**Work instruction 1:** Using the news piece about the series Presumed Innocent, explain why Jake Gyllenhaal's role in it is described as embracing the small screen for the first time in a long while.
**Work instruction 2:** Please go on with the news piece about the series Presumed Innocent from the point where it stops.

**Text for analysis:**
Jake Gyllenhaal’s limited series Presumed Innocent is dropping on AppleTV+ on June 12 instead of June 14 as originally planned. The star, whose Road House reboot has brought mixed reviews on Amazon Prime, is embracing the small screen for the first time since his appearance on Homicide: Life on the Street in 1994.

Jake Gyllenhaal’s in ‘Presumed Innocent’

Presumed Innocent is being produced by David E. Kelley, J.J. Abrams’ Bad Robot, and Warner Bros. It is an adaptation of Scott Turow’s 1990 film in which Harrison Ford plays a lawyer doing double duty as an investigator looking for the murderer of his colleague.

**Extracted data:**
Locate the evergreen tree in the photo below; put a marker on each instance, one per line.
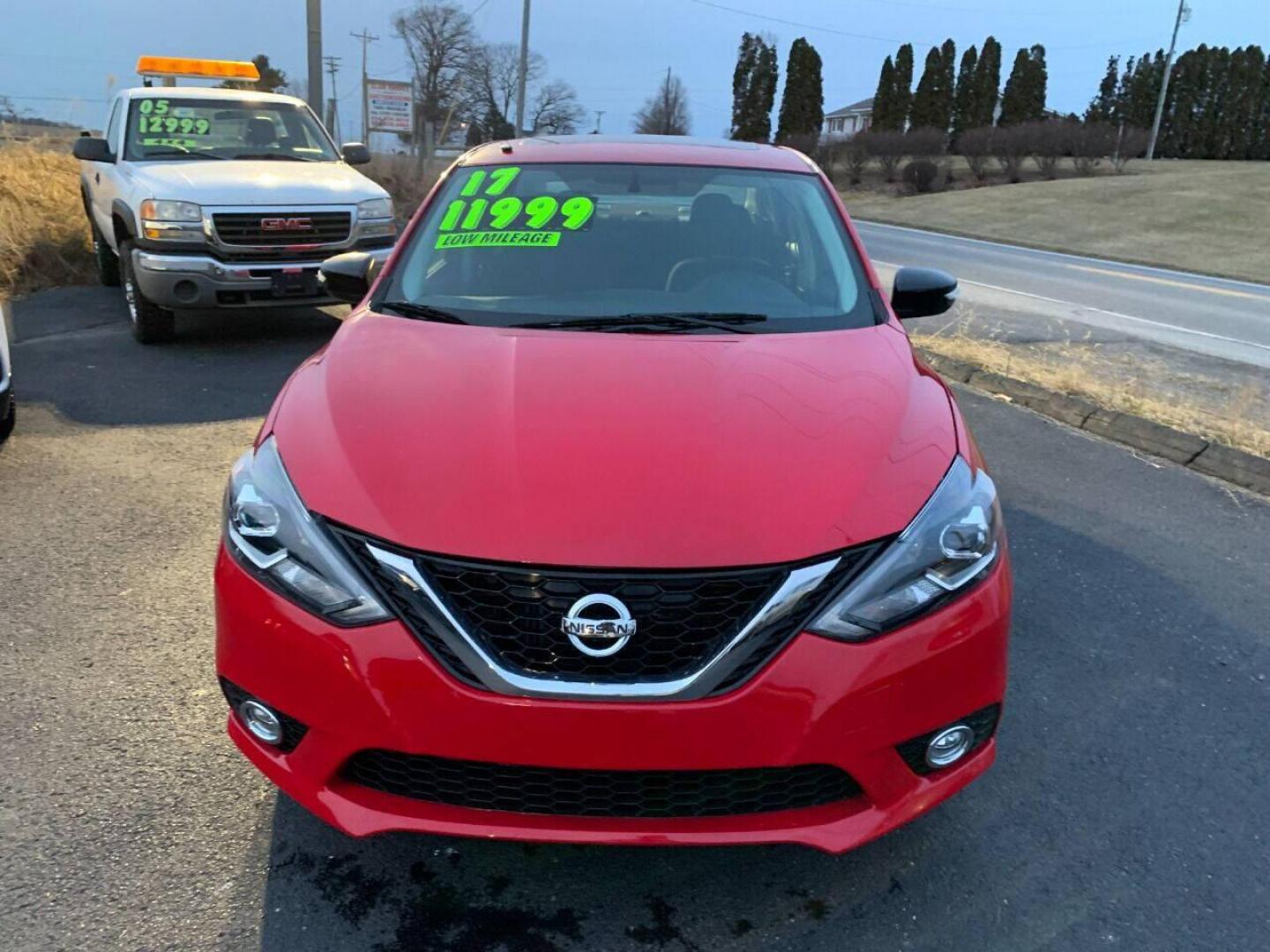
* * *
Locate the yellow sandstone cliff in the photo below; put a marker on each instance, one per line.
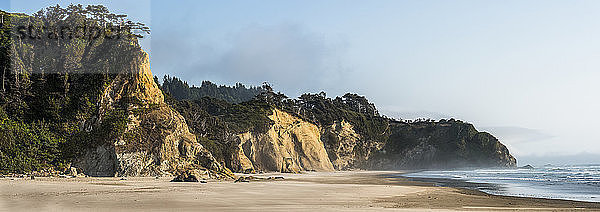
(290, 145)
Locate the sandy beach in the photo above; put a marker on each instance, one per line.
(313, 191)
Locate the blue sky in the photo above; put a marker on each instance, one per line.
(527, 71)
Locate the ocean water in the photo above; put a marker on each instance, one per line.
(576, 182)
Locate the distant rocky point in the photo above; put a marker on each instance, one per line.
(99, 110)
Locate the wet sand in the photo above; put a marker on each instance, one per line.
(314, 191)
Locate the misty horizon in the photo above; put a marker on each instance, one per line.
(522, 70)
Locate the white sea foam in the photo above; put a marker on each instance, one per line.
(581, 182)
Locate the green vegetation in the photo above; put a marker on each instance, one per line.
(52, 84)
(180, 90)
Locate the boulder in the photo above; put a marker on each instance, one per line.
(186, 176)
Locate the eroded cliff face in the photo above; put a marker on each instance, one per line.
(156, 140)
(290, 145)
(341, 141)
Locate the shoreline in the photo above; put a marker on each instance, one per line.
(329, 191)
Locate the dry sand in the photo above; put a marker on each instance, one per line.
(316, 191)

**Answer 1:** The piece says his role in the AppleTV+ limited series is his first time on the small screen since he appeared on Homicide: Life on the Street in 1994.

**Answer 2:**
These types of sexy thrillers were popular in the ’90s and usually contained twist endings. Here’s the trailer for the original:

According to Deadline, Presumed Innocent doesn’t stray far from the source material: “…the Presumed Innocent series will explore obsession, sex, politics and the power and limits of love as the accused fights to hold his family and marriage together.”

Up next for Gyllenhaal is the Guy Ritchie action movie titled In the Grey scheduled for release in January 2025.

Presumed Innocent is an eight-episode limited series set to stream on AppleTV+ starting June 12.